[begin Information provided]

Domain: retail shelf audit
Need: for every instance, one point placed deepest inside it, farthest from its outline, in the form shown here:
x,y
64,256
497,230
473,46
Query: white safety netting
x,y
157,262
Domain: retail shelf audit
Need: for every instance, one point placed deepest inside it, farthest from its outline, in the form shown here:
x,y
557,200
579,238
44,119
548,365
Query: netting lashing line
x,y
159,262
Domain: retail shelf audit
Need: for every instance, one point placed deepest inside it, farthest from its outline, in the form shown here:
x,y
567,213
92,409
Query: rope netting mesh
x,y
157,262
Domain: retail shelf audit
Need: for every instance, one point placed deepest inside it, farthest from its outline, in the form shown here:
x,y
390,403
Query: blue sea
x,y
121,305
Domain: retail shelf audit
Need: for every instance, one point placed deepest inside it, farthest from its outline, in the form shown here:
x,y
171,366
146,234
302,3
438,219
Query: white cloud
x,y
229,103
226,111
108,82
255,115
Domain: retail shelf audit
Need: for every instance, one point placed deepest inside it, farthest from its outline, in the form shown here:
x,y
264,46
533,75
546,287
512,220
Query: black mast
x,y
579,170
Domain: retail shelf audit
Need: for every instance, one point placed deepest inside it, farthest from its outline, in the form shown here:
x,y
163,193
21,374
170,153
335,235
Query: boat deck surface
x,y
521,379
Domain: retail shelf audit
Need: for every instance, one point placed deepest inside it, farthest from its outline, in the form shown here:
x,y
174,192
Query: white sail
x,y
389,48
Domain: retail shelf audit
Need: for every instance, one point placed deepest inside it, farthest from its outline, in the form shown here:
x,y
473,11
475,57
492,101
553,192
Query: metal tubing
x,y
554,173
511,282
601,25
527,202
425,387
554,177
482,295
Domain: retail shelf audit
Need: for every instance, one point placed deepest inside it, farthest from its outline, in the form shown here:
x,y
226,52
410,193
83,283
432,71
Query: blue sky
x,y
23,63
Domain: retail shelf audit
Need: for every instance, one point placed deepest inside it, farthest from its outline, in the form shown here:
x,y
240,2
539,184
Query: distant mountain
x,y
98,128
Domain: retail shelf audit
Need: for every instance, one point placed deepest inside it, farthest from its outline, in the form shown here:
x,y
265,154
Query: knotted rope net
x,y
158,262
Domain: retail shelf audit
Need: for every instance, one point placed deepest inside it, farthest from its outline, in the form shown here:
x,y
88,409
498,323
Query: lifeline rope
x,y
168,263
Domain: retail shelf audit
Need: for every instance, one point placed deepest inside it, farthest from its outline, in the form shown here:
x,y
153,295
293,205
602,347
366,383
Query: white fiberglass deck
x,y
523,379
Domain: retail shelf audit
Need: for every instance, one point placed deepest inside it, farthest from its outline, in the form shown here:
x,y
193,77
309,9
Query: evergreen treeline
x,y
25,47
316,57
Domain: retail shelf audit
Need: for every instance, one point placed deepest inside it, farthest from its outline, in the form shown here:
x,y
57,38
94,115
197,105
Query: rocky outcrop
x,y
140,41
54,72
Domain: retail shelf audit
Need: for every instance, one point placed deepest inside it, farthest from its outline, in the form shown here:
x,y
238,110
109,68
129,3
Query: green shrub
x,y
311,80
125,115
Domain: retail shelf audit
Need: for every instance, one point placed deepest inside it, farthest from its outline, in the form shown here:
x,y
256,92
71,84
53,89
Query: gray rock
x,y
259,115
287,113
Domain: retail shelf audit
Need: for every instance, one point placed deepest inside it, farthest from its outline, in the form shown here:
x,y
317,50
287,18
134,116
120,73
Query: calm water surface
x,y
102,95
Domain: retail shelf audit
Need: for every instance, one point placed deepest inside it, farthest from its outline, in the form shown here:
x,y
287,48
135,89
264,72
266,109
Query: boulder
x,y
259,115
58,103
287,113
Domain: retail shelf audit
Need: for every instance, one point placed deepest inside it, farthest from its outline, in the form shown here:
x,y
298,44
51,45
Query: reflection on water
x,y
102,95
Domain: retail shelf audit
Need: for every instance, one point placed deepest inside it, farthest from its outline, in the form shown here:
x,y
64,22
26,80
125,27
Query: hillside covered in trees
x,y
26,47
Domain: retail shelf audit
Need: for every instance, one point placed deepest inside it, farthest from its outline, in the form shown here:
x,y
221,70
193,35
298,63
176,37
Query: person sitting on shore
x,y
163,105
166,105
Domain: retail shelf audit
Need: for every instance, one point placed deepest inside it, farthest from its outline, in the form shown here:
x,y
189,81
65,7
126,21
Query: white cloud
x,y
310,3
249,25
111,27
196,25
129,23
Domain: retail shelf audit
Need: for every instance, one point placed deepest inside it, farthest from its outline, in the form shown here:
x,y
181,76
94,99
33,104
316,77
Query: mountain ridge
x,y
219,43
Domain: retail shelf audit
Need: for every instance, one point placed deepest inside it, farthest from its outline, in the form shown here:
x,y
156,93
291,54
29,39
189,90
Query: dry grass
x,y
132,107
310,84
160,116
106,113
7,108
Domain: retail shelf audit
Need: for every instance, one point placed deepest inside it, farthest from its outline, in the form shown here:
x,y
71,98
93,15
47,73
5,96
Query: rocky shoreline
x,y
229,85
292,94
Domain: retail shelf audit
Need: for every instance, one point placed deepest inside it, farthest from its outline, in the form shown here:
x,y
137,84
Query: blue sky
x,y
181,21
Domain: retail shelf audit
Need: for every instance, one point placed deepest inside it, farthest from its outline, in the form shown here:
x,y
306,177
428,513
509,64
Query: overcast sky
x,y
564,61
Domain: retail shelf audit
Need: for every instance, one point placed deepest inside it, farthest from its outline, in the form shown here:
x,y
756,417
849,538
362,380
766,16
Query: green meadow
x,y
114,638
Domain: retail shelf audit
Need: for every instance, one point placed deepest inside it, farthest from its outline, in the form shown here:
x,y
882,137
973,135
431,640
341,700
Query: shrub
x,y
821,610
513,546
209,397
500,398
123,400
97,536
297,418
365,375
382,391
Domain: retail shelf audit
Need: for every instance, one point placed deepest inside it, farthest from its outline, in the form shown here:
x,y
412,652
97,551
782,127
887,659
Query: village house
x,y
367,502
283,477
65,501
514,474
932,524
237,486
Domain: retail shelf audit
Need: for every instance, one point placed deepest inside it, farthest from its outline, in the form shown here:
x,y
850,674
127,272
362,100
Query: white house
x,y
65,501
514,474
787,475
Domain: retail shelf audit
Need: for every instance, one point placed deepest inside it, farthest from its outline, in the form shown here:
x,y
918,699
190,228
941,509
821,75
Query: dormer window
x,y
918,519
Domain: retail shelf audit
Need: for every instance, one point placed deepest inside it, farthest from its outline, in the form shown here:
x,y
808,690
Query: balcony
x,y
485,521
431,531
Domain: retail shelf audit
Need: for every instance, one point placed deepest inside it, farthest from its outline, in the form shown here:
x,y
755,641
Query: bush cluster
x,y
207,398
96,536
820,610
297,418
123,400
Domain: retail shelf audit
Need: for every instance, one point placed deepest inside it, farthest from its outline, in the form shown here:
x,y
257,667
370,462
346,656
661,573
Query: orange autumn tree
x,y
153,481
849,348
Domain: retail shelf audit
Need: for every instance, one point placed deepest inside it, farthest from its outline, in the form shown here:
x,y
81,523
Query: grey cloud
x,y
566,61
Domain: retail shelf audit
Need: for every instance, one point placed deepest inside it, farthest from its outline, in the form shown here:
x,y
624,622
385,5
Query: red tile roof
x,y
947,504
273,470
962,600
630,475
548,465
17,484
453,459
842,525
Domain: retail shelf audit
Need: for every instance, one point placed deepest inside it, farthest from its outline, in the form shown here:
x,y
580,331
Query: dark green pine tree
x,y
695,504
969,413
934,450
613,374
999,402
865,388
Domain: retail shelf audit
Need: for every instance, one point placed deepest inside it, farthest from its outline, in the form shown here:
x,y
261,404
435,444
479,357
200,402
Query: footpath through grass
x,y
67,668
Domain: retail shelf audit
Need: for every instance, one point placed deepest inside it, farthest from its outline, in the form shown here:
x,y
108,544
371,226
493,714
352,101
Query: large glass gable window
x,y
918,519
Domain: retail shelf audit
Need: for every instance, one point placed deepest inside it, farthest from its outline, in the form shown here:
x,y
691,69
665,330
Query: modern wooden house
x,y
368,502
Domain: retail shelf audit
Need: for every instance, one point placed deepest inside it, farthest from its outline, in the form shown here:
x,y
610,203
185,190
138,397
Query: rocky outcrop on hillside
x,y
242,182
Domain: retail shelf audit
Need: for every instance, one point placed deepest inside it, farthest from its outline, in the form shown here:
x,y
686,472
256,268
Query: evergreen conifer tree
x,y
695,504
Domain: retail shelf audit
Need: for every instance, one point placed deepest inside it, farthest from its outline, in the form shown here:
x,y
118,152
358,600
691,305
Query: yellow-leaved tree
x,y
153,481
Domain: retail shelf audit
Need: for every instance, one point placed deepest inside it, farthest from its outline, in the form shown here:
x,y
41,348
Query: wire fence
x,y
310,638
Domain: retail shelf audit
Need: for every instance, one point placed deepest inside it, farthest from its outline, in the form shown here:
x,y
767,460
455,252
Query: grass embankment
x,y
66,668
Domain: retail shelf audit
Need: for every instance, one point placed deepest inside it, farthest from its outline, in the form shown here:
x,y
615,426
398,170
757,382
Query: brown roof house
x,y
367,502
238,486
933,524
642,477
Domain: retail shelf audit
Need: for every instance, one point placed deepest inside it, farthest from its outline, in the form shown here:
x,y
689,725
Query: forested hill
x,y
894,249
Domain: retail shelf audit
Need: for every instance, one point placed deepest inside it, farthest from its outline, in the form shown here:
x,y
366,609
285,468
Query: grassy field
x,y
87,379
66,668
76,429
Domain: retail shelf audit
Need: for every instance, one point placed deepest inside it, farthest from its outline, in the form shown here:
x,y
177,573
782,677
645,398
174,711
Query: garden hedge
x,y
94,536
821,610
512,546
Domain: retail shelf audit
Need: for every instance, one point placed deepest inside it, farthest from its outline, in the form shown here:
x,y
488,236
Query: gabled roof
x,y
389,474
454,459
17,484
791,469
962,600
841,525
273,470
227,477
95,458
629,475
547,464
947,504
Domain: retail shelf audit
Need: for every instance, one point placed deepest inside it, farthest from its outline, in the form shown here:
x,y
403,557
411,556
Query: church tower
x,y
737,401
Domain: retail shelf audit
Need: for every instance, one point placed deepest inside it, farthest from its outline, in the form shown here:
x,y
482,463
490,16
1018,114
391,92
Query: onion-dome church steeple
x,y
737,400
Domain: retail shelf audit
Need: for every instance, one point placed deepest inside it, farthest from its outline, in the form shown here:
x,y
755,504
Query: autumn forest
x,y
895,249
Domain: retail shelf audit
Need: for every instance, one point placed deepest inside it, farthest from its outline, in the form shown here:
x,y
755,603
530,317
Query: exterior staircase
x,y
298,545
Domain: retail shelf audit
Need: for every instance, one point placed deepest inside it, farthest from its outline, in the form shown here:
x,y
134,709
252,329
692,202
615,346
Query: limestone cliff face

[end Information provided]

Please pull out each line of the listing above that contains the word "roof", copying every such line in full.

Query: red tile roof
Query: brown roof house
Query: gabled roof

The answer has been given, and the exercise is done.